WHAT THE TASK REQUIRES:
The records below must be reproduced exactly, excluding any pictures.
START SOURCE INFORMATION
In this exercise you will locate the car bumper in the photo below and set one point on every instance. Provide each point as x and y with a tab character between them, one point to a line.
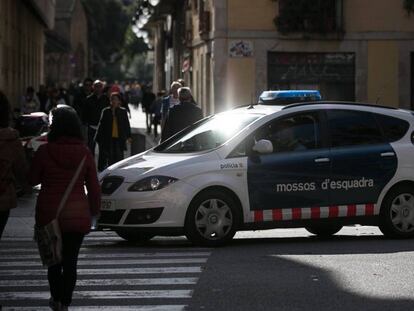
164	208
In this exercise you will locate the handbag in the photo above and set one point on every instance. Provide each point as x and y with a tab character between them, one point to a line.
49	237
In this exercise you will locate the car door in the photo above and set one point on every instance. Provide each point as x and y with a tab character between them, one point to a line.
362	161
290	176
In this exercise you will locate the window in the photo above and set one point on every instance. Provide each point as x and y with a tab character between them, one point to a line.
309	16
393	128
349	128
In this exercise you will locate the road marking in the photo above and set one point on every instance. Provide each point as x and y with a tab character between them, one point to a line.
103	294
111	262
105	282
84	255
18	272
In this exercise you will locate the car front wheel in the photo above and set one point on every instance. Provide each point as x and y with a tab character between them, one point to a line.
212	218
397	213
134	236
324	231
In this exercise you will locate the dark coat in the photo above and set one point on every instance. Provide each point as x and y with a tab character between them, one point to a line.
13	167
53	167
93	108
104	134
179	117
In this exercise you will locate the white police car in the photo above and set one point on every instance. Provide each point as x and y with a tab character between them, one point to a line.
318	165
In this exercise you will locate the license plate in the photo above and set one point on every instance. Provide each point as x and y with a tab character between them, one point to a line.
107	205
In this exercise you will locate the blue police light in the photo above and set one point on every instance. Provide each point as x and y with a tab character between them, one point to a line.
286	97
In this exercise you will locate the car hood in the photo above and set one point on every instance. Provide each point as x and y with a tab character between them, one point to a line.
147	163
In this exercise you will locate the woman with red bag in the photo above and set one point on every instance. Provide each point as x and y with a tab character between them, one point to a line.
53	167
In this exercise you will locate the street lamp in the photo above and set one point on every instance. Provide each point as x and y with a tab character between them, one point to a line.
154	2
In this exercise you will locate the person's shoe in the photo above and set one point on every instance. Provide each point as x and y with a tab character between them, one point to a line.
54	305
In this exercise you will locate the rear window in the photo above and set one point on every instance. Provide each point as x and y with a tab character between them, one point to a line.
393	128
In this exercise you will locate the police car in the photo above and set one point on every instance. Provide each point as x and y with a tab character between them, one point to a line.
284	97
318	165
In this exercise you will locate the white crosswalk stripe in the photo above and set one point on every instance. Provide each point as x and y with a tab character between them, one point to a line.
110	276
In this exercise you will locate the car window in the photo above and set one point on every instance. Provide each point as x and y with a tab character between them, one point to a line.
350	128
393	128
207	134
293	133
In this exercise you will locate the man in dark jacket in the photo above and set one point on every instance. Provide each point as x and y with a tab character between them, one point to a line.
113	132
92	112
182	115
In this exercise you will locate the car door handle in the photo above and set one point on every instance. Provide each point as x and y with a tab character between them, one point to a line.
322	160
388	154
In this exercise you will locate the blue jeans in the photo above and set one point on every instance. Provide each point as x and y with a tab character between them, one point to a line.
4	216
62	277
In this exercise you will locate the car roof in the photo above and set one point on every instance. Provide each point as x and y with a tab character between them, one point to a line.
270	109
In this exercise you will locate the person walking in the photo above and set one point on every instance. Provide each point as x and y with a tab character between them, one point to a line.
95	103
155	110
181	115
53	167
113	133
148	99
13	164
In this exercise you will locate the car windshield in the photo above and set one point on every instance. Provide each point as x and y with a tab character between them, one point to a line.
207	134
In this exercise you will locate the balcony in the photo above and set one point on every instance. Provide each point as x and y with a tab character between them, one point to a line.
310	17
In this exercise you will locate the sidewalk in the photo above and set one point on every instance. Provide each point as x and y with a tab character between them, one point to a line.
21	220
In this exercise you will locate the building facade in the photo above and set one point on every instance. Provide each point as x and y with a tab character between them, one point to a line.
22	26
66	54
232	50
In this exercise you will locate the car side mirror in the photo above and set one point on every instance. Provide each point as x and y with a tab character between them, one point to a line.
263	146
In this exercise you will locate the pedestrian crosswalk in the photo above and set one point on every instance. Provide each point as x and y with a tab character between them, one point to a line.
112	275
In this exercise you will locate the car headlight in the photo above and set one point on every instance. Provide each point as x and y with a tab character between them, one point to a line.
152	183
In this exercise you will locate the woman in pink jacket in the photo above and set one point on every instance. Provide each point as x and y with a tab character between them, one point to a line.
53	167
12	163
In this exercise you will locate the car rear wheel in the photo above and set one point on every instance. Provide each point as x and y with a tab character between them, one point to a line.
212	218
397	213
134	236
324	231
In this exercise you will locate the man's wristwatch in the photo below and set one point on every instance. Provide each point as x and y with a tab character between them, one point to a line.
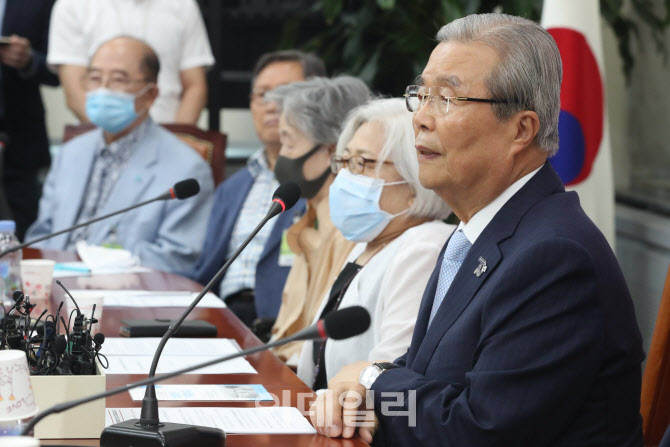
370	374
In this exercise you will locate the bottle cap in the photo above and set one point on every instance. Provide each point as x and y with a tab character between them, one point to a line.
7	226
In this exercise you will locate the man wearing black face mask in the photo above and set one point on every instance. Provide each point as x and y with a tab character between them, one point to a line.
252	286
313	114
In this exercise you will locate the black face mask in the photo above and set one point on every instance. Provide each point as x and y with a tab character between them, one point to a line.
290	170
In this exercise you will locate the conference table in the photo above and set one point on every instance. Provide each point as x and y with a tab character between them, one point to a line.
273	374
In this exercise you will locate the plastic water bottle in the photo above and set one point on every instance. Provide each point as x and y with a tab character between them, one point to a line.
10	264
END SOURCE INFORMATION
EXPECTED ANSWER:
In this exercise you will locate the car bumper in the photo below and set one point on every instance. Provide each point as x and y with a tab character between them, one point to a line.
164	208
In this exercise you will locate the handbag in the photo above and set one point on every instance. Provide each point as x and y with a tab character between them, one point to a line.
49	237
In this exercise you will locate the car door in the photo above and set one point on every instance. Provide each point as x and y with a tab character between them, one point to a line.
362	161
290	176
In this exercise you will locate the window in the photo above and set one point on every instance. Provide each point as x and y with a tab character between them, one point to a line.
309	16
393	128
349	128
In this exercise you will locate the road marking in the photo above and set one point on every instance. Provide each point as x and y with a tab character between them, one point to a line.
103	294
111	262
105	282
84	255
18	272
In this exercise you will locate the car front wheel in the photo above and set one point on every instance. Provide each point as x and y with a tab character between them, one point to a line.
212	218
397	213
134	236
324	231
In this exercise you will locate the dark coat in the photo above and set one point on every instance. Provide each point as x and y with a tab character between them, one point to a line.
13	167
53	167
93	108
104	134
179	117
In this exercise you will locate the white police car in the photo above and set one point on every instance. Provide each point as x and y with a tab character between them, one point to a line.
318	165
In this exercise you will locate the license plate in the photo above and set one point on every instance. Provide each point as x and y with a tab character between them, one point to a line.
107	205
In this exercise you will locate the blue police light in the photo above and set one point on every instance. Provide each point as x and y with a tab character between them, one point to a line.
286	97
In this exercise you will locate the car hood in the photo above and set one point on every instance. Provide each point as x and y with a tab character between them, one point to a line.
147	163
In this exercise you will locate the woman with red bag in the photo above and set one point on every instance. Provide each point as x and y with a tab character between them, one point to a line.
53	167
In this exercise you will locate the street lamp in the photo above and set one point on every instance. Provide each point as x and y with a tab character between them, one point to a line.
154	2
In this exercise you will locate the person's shoe in the photo above and set one point on every instance. Provide each point as x and y with a tab character between them, one point to a line.
54	305
In this exercise you will locate the rear window in the photo above and set one point on every instance. Provide each point as x and y with a tab character between them, one point to a line.
393	128
In this exercise you will locate the police car in the photo above and set one point on every instance. Provide each point as x and y with a tab character between them, one point to a line.
284	97
318	165
In this exercise you will locate the white crosswalk stripe in the photo above and set one point on every instance. Provide each point as x and y with a tab character between them, one point to a line.
110	276
In this exercise you will locate the car window in the photo above and set one point on every instance. Provide each point as x and y with a tab character between them, one point to a line.
350	128
393	128
207	134
293	133
In this exercise you will locate the man in dark jacket in the photo above and set one point on every instance. Provide each point as x and y with a tab character between them, one point to a line.
113	132
92	112
182	115
In this exercise you will locate the car door handle in the photo above and set one point on every instance. Provide each point as x and y with a tab character between them, one point to a line.
322	160
388	154
In this exercise you will locate the blue jeans in the photo above and set one point on every instance. Provide each point as x and y with a tab character between them, one point to a line.
4	216
62	277
In this exercise you will locate the car roof in the photo above and set one point on every instance. Provide each point as x and y with a tab character between them, one point to a line.
270	109
In this exercise you will locate the person walking in the photo above and set one point on every instance. Provide each point as x and y with a tab character between them, one point to a line.
95	103
155	110
181	115
53	167
113	133
148	99
13	164
In this exercise you will locate the car windshield in the photo above and set one point on every instance. Provide each point as x and y with a tab character between them, one point to a line.
207	134
In this exercise you will locate the balcony in the photo above and set one point on every instance. Provide each point as x and y with a tab character between them, one point to a line.
310	17
In this exercise you will locate the sidewalk in the photo above and set one point on every instance. Provide each point as x and y with a tab character between them, one point to a line.
21	220
In this exercise you will locate the building facade in the photo above and set one point on every instance. Provide each point as x and y with a tab character between them, one point to a line.
22	26
66	54
232	50
In this exercise you will locate the car side mirror in the photo above and set one point on every instance. Provide each point as x and y with a tab character between them, one point to a line.
263	146
In this exercise you will locate the pedestrian crosswalk in the photo above and set one point on every instance. Provide each point as x and y with a tab character between them, one point to a line.
112	275
In this exercise you will locate the car headlight in the photo above and set one point on every instance. Provide each point as x and y with a tab character between them, one point to a line.
152	183
In this exercise you will locate the woman in pink jacket in the photo above and set one point on every instance. Provide each point as x and y with a tab character between them, one point to a line.
53	167
12	163
In this exercise you will locate the car rear wheel in the photo above and set one point on every instance. Provide each point as x and y with a tab character between them, one point to a line.
212	218
397	213
134	236
324	231
In this exercise you will locate the man's wristwatch in the photo below and set one point on every instance. Provide each point as x and y with a tab character between them, one point to a line.
370	374
In this exercise you will locate the bottle cap in the photo above and set one point on every instance. Provide each point as x and y with a tab character between them, one point to a line.
7	226
In this exercise you will locate the man wearing black face mask in the photo above and set one point on every instance. Provide each point as x and y with a tab character between them, one point to a line.
252	286
313	114
In this exercise you will locate the black face mask in the photo above and set one point on every instance. Provide each point as x and y with a tab character between them, one point to a line.
290	170
In this exercise you will locate the conference table in the photo above and set one point on every instance. Provide each point as x and y with a tab character between them, one point to a line.
273	374
In this exercise you will locate the plastic water bottle in the photo above and set one point on every instance. Provide each point as x and y with a tab character between them, one point to a line.
10	264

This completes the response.